*ASSIGNMENT:* Only the lines below between the ones containing "586, row 306." and "819, row 373.", inclusive, are to be reproduced, each exactly as it stands.

*RECORD EXTRACTS:*

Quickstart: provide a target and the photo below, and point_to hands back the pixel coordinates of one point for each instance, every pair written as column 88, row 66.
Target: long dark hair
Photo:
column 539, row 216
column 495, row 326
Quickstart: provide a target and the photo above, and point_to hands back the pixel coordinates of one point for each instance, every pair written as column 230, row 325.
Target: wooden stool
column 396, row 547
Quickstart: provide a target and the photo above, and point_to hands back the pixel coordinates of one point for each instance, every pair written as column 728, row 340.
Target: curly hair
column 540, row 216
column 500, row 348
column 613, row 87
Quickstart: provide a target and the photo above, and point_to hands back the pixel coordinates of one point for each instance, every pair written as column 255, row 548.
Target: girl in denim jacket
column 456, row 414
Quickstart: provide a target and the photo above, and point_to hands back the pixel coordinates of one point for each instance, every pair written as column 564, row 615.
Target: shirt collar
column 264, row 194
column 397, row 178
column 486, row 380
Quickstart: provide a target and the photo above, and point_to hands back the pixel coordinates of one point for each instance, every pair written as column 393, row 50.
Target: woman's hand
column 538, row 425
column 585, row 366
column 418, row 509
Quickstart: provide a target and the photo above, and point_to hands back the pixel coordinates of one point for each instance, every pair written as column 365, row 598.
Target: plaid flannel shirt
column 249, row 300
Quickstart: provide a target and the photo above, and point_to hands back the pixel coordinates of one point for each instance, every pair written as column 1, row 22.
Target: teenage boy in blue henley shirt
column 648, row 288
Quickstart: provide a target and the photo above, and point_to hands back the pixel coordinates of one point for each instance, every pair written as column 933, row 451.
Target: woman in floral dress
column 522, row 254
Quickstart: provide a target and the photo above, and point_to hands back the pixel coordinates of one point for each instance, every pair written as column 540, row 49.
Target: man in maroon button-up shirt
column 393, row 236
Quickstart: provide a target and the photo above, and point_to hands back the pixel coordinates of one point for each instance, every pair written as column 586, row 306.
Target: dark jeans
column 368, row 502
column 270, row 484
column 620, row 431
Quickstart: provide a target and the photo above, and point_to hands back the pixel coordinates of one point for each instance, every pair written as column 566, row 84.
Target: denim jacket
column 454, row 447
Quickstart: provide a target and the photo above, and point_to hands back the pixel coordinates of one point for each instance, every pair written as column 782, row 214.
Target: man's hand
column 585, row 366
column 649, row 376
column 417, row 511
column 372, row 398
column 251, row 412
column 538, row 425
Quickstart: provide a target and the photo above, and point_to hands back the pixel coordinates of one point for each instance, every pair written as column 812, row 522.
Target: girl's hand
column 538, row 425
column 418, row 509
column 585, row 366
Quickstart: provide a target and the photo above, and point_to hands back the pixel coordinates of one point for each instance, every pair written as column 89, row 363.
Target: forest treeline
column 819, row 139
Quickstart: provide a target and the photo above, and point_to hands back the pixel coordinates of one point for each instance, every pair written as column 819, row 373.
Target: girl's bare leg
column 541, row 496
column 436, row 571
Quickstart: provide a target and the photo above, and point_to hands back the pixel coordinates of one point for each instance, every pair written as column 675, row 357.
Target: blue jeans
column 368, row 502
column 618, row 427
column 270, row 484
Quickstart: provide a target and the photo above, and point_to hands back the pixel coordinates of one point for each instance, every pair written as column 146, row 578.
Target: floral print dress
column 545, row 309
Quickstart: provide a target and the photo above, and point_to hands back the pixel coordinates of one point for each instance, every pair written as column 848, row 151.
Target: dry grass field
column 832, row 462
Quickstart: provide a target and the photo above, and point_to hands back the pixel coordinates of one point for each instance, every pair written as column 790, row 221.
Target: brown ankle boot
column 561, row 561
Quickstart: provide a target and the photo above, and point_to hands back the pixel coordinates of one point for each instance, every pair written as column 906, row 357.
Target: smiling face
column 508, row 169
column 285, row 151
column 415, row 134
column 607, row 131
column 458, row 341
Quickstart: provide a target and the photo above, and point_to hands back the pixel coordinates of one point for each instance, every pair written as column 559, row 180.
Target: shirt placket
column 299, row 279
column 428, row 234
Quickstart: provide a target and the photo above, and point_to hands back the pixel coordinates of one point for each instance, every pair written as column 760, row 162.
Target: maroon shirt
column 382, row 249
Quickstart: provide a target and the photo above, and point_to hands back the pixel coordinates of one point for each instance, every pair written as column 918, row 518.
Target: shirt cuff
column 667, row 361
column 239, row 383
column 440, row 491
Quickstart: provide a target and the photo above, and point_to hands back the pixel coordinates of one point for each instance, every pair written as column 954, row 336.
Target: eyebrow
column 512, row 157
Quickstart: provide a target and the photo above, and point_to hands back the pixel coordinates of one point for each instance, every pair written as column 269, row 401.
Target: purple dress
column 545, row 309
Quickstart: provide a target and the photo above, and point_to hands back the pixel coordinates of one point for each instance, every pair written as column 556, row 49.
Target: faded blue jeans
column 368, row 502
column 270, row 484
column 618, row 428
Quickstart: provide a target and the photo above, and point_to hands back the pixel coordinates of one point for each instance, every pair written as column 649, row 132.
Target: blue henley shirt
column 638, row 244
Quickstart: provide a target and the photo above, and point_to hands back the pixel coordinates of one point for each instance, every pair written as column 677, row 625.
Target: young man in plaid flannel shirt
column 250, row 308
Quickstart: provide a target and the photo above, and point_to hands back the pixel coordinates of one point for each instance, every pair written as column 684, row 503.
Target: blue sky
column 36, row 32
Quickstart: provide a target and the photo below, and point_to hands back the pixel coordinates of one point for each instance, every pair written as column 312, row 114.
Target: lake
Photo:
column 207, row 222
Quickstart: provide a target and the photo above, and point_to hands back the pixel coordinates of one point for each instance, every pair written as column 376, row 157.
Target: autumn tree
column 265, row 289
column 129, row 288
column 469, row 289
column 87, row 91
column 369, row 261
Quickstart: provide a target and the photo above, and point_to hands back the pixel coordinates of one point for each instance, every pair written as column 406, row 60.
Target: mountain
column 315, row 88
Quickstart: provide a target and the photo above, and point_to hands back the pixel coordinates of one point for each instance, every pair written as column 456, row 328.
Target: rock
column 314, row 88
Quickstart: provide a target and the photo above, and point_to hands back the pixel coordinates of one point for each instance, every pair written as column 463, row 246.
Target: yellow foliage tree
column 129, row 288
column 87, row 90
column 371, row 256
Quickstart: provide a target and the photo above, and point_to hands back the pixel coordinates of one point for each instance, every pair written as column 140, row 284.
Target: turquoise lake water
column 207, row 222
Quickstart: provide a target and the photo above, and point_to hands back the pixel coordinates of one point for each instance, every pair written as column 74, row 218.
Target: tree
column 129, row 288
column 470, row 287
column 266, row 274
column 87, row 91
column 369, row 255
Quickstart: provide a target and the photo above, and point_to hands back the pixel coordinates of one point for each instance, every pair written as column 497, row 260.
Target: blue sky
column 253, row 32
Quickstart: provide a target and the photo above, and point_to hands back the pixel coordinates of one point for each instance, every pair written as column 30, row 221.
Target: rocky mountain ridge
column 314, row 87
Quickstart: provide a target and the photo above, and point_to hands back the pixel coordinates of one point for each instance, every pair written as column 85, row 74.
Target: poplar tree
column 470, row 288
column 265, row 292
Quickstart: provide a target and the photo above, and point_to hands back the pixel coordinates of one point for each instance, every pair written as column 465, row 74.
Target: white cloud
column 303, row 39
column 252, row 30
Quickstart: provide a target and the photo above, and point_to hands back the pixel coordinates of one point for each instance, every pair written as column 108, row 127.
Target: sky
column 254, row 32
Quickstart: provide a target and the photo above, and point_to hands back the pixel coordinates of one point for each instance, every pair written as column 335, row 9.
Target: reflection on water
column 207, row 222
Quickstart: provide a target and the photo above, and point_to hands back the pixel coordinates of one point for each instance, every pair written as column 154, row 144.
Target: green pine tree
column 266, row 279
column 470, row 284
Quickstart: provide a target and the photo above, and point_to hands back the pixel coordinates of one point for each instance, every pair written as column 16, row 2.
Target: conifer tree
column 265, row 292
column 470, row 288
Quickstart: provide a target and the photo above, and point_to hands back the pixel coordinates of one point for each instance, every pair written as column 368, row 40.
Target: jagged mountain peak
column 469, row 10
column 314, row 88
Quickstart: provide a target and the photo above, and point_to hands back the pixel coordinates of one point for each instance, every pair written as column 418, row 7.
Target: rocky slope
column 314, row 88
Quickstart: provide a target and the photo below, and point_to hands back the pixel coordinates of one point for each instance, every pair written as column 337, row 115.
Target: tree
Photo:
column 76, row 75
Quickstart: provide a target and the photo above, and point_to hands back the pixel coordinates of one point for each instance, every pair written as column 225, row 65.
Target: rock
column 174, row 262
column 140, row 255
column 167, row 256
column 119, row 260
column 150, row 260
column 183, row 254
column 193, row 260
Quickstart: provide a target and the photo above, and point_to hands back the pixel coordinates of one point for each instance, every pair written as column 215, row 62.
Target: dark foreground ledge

*TASK OUTPUT:*
Quickstart: provide a target and the photo above, and point_to hands back the pixel coordinates of one point for each instance, every pair written as column 586, row 306.
Target: dark jeans
column 368, row 502
column 270, row 484
column 620, row 431
Quickstart: provide a target and the photo above, and point_to hands back the pixel coordinates of one point for each instance, every pair written as column 566, row 84.
Target: denim jacket
column 454, row 447
Quickstart: provide a target and the photo above, and point_to hands back the pixel coordinates of one point for each instance, every pair written as column 782, row 214.
Target: man's hand
column 585, row 366
column 649, row 376
column 417, row 511
column 372, row 398
column 251, row 412
column 538, row 425
Quickstart: provide a target and the photo above, and point_to hands back the pixel coordinates of one point for each instance, every pair written as column 812, row 522.
Target: girl's hand
column 538, row 425
column 418, row 509
column 585, row 366
Quickstart: provide a target and the photo above, and point_to hands back the pixel coordinates of one point for each instance, every pair written as column 89, row 363.
Target: forest treeline
column 819, row 139
Quickstart: provide a target and the photo above, and point_to hands back the pixel coordinates of one point for each instance, every pair written as column 819, row 373.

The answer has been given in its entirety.